## start

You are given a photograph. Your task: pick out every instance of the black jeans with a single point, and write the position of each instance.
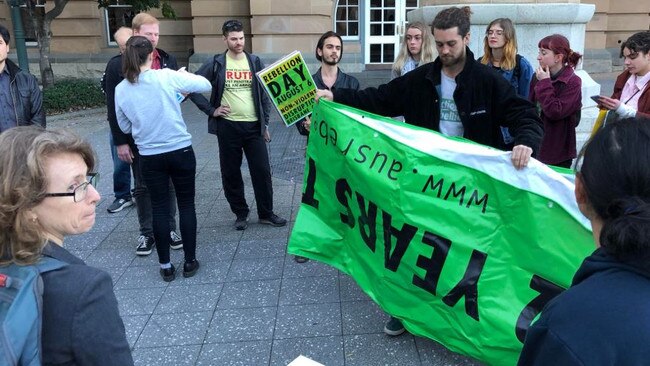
(143, 198)
(235, 138)
(157, 170)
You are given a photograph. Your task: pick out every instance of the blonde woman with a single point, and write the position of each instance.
(416, 49)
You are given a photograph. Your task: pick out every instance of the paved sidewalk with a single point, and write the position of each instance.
(250, 303)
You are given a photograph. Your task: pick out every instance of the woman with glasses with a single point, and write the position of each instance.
(500, 52)
(604, 317)
(631, 95)
(47, 192)
(147, 104)
(557, 92)
(416, 49)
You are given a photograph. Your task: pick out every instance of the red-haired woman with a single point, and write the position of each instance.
(557, 91)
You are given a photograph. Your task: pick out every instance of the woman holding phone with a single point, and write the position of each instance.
(631, 95)
(557, 91)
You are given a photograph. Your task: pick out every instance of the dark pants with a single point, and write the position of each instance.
(235, 138)
(121, 174)
(157, 170)
(143, 198)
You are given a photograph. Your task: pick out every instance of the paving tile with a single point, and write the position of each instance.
(249, 324)
(141, 277)
(247, 294)
(115, 272)
(176, 355)
(235, 354)
(262, 248)
(309, 290)
(175, 329)
(255, 269)
(110, 257)
(216, 250)
(380, 349)
(313, 320)
(325, 350)
(87, 241)
(433, 353)
(307, 269)
(133, 325)
(362, 317)
(209, 272)
(350, 291)
(189, 298)
(125, 240)
(140, 301)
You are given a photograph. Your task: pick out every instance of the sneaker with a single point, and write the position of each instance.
(168, 274)
(190, 268)
(300, 259)
(177, 242)
(145, 245)
(119, 204)
(394, 327)
(273, 220)
(241, 223)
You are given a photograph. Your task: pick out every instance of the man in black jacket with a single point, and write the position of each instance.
(21, 101)
(147, 26)
(455, 95)
(329, 51)
(238, 113)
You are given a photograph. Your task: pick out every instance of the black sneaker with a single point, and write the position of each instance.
(119, 204)
(394, 327)
(190, 268)
(273, 220)
(168, 274)
(241, 223)
(177, 242)
(145, 245)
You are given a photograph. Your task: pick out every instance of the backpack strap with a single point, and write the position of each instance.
(47, 264)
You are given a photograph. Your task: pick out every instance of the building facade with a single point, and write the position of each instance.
(82, 35)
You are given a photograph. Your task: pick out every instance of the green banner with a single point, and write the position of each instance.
(290, 87)
(442, 233)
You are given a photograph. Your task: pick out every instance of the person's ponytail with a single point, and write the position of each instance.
(137, 51)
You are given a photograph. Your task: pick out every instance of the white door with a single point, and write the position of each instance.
(384, 26)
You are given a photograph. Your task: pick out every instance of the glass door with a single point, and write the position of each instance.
(384, 27)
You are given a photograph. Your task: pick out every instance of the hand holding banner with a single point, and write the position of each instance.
(442, 233)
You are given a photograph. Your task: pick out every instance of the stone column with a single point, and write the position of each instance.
(533, 21)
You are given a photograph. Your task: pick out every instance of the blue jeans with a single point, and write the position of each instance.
(157, 170)
(121, 174)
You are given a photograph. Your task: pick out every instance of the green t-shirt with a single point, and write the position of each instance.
(238, 92)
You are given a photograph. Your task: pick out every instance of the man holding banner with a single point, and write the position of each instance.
(238, 113)
(469, 99)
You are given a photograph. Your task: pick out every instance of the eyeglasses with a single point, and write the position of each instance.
(494, 32)
(80, 192)
(232, 24)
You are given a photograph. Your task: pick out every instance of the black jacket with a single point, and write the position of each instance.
(485, 101)
(81, 321)
(343, 81)
(602, 319)
(27, 96)
(215, 71)
(112, 77)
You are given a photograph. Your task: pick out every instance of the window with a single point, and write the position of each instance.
(28, 24)
(118, 14)
(347, 19)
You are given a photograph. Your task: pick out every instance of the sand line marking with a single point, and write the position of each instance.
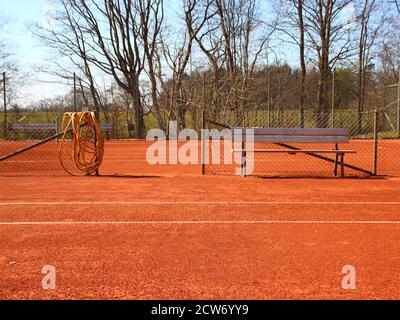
(149, 203)
(202, 222)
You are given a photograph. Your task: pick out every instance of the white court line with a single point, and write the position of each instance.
(149, 203)
(205, 222)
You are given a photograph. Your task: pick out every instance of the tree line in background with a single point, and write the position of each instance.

## end

** WORK REQUIRED **
What you return should match the records above word for word, minus the pictures.

** EXPECTED OUTPUT **
You are given a photograph. Your task: pick out every instance of the black jeans with a single point, and write the position of each instance.
(143, 198)
(235, 138)
(157, 170)
You are given a photograph. Your task: pick out every instance of the blonde woman with a single point, and write the position of each instance.
(416, 49)
You are given a photograph. Your task: pick out every instance of the paved sidewalk with a single point, and write the position of each instance.
(250, 303)
You are given a photograph. Your task: pick out every instance of the woman with glasses with a single point, and write the position of each instance.
(500, 52)
(604, 317)
(631, 95)
(47, 192)
(147, 104)
(557, 92)
(416, 49)
You are given a photograph. Your task: pick out every instance of the red-haired woman with a single point, and write the position of each instance.
(557, 91)
You are given a photograph. Your task: pick out every instance of the woman holding phone with a single point, and write the position of each instance.
(631, 95)
(557, 91)
You are given a photograph. Your task: pick out every instance of the dark pants with a single point, and write the position of each instance.
(235, 138)
(121, 174)
(157, 170)
(143, 198)
You are given a photograph. Your task: pick out every instance of the paving tile with a single point, and write the position of each instance.
(249, 324)
(141, 277)
(247, 294)
(115, 272)
(176, 355)
(235, 354)
(262, 248)
(309, 290)
(175, 329)
(255, 269)
(110, 257)
(216, 250)
(380, 349)
(313, 320)
(325, 350)
(87, 241)
(433, 353)
(307, 269)
(133, 325)
(362, 317)
(209, 272)
(350, 291)
(189, 298)
(125, 240)
(140, 301)
You are given a photograph. Your task: pick out every instance of the sneaker with a single point, and write the position of each instance.
(168, 274)
(190, 268)
(300, 259)
(177, 242)
(145, 245)
(119, 204)
(394, 327)
(273, 220)
(241, 223)
You are given a photograph. Your task: pick out every instance of the man in black jacket with a single point, and write the position of each instance.
(21, 101)
(147, 26)
(455, 95)
(329, 51)
(238, 113)
You are given a photograph. Your task: pick out every instance of the black sneaker with a single point, and write the position of each instance.
(119, 204)
(394, 327)
(190, 268)
(273, 220)
(168, 274)
(241, 223)
(177, 242)
(145, 245)
You are given a photograph. Your task: pick out every instance of the backpack strap with a single point, and write the position of each instance.
(47, 264)
You are given a photograph. Your task: pick out every instance of the building facade with a single point, and write the position of each instance.
(82, 35)
You are given a photograph. Your task: pick out every instance of the green banner with a single point, and write the position of each instance.
(290, 87)
(442, 233)
You are given a photograph. Your task: pick out every instance of the person's ponytail with a single point, and write the position of each instance.
(137, 51)
You are given a photograph. Your task: pick out every instance of the white door with a single point, and write the position of each instance.
(384, 26)
You are given a photograph. Your task: pick out every instance of the glass door with a single point, and write the position of each instance.
(384, 27)
You are given a photograph. Your task: pick out every instance of the hand holding banner with a single point, and write the position of each instance.
(442, 233)
You are given a photograph. Your task: pick out every instance of the stone column with a single point, and write the position of each instance.
(533, 21)
You are given a photograph. Your task: pick out every instance of the blue jeans with a single point, and write the position of each instance.
(157, 170)
(121, 174)
You are given a photograph. Your task: pick out every instance of the green t-shirt with a single point, and write the position of each instance.
(238, 92)
You are given a photograph. Your task: pick out every instance of the man holding banner with a single point, and write the position of each instance.
(238, 113)
(469, 99)
You are given a photograph. Your task: pick out every instance of the eyeglasses with a single point, and write the position of each instance.
(494, 32)
(80, 192)
(232, 24)
You are given a photograph. Your task: pick out every instance of the black jacket with a single point, and write the position of each instance.
(485, 101)
(81, 321)
(343, 81)
(602, 319)
(27, 96)
(215, 71)
(112, 77)
You are given a photograph. Your task: pick out every instance of the window with a single point, and write the position of each instance.
(28, 24)
(118, 14)
(347, 19)
You are given a photograph. Your task: pick out every instance of the sand line marking with a single point, and write the position of each instance.
(149, 203)
(202, 222)
You are given a photograph. Your task: pick out every instance of the white court line with a single point, and write the position of each instance.
(149, 203)
(205, 222)
You are given a photograph. Your task: pick out every instance of the tree line in background with a single point, and write the position of each instance.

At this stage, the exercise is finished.